*ARTICLE:*

Elizabeth Coulson
- Full name: Elizabeth Coulson (nee Jelfs)
- Country (sports): Great Britain
- Born: 28 July 1976 (age 49) Banbury, Oxfordshire, England
- Prize money: $48,134

Singles
- Career record: 95-100
- Highest ranking: No. 207 (11 September 1995)

Grand Slam singles results
- Wimbledon: 1R (1995)

Doubles
- Career record: 105-58
- Career titles: 12 ITF
- Highest ranking: No. 200 (3 November 1997)

Grand Slam mixed doubles results
- Wimbledon: 2R (1998)

= Lizzie Jelfs =

British tennis player

Elizabeth Coulson (née Jelfs; born 28 July 1976) is a British former professional tennis player.

==Biography==
===Tennis career===
Elizabeth Coulson, who is originally from Banbury, won the girls' doubles title at the 1994 Wimbledon Championships. She and South African partner Nannie de Villiers defeated Corina Morariu and Ludmila Varmužová in the final. The same pair were also runner-up in the girls' doubles at the 1995 US Open.

*GIVEN RECORDS:*
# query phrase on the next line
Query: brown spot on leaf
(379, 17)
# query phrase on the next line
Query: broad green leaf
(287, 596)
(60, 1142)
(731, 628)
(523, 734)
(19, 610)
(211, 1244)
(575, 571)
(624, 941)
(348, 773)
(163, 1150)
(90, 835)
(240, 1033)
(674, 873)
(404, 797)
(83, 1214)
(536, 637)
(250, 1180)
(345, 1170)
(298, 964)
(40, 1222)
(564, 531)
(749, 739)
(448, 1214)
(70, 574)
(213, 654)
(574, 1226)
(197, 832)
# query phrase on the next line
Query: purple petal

*TASKS:*
**1.** From the Elizabeth Coulson profile, transcribe the passage between "- Country (sports): Great" and "(11 September 1995)", inclusive.
**2.** In the Elizabeth Coulson profile, whom did she and Nannie de Villiers beat in the 1994 Wimbledon girls' doubles final?
**3.** Write the next part of the Elizabeth Coulson profile, picking up after its last sentence.

*WRITTEN ANSWERS:*
**1.**
- Country (sports): Great Britain
- Born: 28 July 1976 (age 49) Banbury, Oxfordshire, England
- Prize money: $48,134

Singles
- Career record: 95-100
- Highest ranking: No. 207 (11 September 1995)

**2.** Corina Morariu and Ludmila Varmužová

**3.**
In 1995 she appeared in the main draw of three WTA Tour tournaments in the lead up to Wimbledon. She qualified as a lucky loser for the singles at the British Clay Court Championships, then received a wildcard into the doubles at Birmingham with Karen Cross, before winning her way through qualifying to play singles in Eastbourne. On the back of these performances, she was granted a wildcard spot into the 1995 Wimbledon Championships and was beaten in the first round by Christina Singer. Later in the year, she surpassed Clare Wood as Britain's top-ranked female player.

She played again at Wimbledon in 1998 when she featured in the mixed doubles, partnering Jamie Delgado. They made the second round, with a win over Francisco Montana and Caroline Schneider.

===Personal life===
Coulson studied Sports Science/Recreational Management at Loughborough University and has worked as an events manager.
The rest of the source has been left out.